Records excerpted from a collection:

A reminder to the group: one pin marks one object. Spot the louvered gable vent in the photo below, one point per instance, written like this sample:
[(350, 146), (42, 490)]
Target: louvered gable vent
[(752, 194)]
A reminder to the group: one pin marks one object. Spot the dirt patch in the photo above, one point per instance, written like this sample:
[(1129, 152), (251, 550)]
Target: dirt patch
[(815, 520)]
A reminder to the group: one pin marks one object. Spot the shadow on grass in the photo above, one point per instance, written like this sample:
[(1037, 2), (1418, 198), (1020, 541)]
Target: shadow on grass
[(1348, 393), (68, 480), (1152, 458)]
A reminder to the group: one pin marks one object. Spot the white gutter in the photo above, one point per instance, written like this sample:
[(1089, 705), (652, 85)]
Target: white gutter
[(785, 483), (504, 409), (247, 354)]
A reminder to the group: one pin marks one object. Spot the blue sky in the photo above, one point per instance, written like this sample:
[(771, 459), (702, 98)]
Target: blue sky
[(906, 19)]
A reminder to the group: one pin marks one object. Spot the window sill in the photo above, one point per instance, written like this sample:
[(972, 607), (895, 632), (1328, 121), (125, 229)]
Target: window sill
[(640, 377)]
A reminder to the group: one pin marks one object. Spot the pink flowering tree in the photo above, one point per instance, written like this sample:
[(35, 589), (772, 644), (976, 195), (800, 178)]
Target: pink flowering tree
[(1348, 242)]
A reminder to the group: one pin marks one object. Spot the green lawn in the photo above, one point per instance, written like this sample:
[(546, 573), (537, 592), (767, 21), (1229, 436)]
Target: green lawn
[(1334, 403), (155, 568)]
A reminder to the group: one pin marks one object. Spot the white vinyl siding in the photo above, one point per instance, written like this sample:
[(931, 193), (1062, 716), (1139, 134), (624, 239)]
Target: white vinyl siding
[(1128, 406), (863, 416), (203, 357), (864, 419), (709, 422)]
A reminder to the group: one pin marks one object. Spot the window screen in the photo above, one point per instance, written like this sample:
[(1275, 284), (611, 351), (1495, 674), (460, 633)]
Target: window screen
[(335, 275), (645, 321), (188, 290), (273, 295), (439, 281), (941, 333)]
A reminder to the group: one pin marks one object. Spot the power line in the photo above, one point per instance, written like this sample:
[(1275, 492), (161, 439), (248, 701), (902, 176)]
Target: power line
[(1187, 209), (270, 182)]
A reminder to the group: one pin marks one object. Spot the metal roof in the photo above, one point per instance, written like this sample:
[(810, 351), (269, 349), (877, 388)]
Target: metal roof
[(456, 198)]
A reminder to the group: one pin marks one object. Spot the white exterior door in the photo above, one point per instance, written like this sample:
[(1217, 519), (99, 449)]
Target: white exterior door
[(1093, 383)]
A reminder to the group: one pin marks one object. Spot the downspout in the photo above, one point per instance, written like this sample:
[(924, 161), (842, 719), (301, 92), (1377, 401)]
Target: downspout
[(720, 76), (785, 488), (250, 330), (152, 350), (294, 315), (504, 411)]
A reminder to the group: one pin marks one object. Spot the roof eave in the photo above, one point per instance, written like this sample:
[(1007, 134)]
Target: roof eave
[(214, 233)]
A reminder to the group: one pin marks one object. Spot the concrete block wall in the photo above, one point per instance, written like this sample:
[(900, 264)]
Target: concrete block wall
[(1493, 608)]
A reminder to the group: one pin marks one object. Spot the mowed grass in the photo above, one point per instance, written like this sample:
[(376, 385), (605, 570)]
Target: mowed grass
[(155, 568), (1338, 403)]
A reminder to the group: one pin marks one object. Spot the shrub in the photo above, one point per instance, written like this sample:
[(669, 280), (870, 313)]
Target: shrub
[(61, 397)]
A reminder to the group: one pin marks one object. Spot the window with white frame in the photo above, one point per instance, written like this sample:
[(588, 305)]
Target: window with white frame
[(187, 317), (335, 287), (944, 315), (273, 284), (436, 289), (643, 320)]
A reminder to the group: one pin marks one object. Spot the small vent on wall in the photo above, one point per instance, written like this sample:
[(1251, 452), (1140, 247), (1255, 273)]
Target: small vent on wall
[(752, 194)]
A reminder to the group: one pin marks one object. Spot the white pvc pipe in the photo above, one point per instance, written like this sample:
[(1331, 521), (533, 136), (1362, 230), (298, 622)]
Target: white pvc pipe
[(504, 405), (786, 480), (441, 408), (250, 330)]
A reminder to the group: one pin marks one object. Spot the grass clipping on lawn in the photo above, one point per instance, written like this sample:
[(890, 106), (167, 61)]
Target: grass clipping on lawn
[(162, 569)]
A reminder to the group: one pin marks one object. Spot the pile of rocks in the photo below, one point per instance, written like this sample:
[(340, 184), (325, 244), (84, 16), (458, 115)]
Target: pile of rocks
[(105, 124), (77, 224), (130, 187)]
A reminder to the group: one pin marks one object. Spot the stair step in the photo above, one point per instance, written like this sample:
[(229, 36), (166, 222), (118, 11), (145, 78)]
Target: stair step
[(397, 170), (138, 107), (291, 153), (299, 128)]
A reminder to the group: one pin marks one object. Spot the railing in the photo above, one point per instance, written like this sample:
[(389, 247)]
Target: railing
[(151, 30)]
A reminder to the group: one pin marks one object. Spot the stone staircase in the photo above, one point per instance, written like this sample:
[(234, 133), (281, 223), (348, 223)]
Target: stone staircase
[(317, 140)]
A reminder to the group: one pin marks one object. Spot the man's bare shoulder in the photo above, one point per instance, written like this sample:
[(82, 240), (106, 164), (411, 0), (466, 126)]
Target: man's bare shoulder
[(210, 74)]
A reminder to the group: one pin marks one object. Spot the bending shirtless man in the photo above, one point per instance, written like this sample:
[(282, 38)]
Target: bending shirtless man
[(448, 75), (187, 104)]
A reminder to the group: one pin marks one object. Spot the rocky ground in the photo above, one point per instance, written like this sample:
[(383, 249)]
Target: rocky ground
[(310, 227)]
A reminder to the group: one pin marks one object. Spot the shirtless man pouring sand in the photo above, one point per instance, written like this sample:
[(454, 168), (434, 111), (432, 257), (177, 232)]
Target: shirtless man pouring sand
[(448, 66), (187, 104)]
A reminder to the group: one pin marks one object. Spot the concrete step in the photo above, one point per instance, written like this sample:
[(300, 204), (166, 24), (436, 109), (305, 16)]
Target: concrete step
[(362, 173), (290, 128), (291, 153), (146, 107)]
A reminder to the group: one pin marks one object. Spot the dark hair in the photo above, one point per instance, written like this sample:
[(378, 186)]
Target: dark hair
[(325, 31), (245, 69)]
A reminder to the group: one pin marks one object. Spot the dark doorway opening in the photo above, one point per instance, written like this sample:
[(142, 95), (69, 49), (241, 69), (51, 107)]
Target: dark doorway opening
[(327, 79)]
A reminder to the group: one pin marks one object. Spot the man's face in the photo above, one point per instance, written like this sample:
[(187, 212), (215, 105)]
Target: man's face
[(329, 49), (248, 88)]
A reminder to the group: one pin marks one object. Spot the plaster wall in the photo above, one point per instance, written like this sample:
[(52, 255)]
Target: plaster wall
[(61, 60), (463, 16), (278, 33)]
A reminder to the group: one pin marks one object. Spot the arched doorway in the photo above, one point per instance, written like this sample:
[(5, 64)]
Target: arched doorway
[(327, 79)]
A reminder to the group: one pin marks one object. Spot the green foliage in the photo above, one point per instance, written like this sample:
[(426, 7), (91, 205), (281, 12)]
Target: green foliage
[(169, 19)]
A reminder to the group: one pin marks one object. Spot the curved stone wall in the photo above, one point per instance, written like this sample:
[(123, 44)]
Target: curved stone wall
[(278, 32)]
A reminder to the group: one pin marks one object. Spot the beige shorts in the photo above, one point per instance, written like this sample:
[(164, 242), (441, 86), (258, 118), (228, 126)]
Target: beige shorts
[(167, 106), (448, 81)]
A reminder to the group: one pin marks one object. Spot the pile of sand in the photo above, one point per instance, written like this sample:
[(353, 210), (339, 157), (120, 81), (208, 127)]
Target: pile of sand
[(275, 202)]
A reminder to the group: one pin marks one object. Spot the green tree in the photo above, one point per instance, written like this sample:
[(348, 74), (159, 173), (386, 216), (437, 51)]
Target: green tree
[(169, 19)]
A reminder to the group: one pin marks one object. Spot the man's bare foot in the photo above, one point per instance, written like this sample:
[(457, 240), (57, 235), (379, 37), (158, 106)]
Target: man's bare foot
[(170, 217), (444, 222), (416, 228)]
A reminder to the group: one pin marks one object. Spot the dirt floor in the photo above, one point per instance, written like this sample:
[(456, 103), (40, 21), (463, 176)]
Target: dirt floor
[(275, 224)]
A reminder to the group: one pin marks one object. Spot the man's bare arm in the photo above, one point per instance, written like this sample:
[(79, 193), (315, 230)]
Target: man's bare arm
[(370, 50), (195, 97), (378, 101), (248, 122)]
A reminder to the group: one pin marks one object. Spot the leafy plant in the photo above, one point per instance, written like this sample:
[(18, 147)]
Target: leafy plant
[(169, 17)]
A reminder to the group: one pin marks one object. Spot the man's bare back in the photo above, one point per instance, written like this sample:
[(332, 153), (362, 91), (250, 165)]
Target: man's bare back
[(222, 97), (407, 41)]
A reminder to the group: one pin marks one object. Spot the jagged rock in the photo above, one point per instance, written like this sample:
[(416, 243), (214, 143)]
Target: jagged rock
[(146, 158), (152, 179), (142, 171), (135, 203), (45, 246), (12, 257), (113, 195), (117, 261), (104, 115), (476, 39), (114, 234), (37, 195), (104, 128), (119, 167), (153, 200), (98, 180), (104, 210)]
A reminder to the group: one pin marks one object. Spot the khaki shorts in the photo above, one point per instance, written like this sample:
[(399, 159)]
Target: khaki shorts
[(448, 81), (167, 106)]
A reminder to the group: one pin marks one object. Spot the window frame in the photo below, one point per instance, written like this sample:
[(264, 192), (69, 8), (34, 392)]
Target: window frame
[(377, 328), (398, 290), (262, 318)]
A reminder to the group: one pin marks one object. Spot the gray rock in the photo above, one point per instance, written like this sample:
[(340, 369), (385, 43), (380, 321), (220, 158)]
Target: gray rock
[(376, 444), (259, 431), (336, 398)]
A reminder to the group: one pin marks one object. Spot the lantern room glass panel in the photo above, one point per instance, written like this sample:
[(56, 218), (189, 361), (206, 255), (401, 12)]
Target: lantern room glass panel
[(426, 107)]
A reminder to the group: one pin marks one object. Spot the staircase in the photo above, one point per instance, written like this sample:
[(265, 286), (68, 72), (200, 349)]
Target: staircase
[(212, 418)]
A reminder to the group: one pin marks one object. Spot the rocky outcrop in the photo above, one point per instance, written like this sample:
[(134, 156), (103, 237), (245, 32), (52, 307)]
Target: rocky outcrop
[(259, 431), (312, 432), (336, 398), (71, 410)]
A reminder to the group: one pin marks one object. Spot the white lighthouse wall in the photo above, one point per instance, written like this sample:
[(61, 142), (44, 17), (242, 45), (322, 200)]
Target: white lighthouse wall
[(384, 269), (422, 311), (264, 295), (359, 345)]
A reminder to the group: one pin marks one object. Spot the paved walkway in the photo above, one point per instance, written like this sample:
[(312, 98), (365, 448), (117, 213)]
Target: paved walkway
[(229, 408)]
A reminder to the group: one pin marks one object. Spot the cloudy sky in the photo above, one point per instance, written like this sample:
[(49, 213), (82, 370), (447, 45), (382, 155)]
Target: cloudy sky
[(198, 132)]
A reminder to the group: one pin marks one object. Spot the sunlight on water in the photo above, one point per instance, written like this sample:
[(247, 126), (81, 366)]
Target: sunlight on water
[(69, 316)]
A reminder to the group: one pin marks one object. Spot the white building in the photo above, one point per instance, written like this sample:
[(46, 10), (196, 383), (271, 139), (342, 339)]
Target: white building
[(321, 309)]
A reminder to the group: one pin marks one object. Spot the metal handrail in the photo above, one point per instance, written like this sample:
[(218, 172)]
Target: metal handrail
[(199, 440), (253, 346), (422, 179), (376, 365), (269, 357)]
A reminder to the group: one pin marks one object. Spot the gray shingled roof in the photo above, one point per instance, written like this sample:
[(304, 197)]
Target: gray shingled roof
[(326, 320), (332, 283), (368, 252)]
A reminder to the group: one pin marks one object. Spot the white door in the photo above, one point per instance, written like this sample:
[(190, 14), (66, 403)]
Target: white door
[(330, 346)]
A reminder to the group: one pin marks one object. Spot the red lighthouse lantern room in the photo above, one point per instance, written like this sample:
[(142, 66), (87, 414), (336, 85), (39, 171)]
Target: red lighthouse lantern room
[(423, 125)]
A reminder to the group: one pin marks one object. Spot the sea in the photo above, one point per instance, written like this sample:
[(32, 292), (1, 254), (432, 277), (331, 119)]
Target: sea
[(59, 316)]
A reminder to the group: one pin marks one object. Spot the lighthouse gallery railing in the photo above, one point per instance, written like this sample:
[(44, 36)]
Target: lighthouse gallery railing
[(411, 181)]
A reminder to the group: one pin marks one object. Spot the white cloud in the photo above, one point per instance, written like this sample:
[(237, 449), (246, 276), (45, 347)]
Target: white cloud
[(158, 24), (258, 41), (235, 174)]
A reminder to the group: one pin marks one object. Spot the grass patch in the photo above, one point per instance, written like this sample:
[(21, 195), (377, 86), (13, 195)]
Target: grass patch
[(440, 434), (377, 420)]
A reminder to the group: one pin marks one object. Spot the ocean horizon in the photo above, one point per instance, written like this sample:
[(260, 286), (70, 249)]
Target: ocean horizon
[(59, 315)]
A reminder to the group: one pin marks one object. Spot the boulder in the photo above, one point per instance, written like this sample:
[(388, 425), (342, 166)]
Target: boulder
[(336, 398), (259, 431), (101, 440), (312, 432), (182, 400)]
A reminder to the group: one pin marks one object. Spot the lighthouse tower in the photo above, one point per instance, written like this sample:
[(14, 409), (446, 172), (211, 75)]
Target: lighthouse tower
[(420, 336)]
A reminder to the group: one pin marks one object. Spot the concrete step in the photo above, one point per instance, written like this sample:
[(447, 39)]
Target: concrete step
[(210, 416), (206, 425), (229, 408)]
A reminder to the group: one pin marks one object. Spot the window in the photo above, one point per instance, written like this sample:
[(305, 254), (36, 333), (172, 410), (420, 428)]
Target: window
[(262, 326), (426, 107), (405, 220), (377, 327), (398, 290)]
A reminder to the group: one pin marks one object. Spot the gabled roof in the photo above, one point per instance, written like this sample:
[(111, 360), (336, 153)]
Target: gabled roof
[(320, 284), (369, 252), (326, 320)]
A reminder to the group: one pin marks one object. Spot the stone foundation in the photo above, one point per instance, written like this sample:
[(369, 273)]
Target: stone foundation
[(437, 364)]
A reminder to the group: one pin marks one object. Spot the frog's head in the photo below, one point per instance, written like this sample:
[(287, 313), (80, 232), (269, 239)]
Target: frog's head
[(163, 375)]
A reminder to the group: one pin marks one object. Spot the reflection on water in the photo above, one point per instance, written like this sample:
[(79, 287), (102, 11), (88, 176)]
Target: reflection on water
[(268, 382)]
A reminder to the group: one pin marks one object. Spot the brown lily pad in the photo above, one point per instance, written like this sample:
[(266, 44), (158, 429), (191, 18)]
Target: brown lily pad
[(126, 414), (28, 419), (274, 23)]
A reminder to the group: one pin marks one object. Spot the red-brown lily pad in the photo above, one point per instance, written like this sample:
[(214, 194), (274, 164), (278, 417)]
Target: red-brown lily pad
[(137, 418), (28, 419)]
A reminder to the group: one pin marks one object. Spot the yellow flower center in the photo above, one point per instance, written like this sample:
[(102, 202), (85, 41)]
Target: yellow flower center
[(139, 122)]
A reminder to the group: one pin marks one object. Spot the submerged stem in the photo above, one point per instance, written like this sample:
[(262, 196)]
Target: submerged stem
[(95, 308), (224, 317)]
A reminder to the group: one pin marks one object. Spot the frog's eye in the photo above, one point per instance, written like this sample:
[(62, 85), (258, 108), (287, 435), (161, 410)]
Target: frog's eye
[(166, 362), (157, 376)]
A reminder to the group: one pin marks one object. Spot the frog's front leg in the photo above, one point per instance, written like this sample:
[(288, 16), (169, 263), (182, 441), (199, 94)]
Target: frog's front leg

## STATED EXERCISE
Copy out, word for word, the lines from the one containing "the green lawn" through the one containing "[(1128, 406), (863, 416), (203, 357), (864, 419), (709, 422)]", including both of those lines.

## EXERCISE SOLUTION
A reminder to the group: one pin marks one object. Spot the green lawn in the photo above, one point per instance, written like this sample:
[(546, 573), (537, 592), (767, 21), (1229, 436)]
Target: green lawn
[(1334, 403), (155, 568)]
A reminder to the group: one pin marks one object. Spot the white vinyl siding in the photo above, one point per instance, written like this sample:
[(931, 193), (1062, 716), (1139, 134), (624, 239)]
Target: white vinyl siding
[(1128, 406), (863, 416), (203, 357), (864, 419), (709, 422)]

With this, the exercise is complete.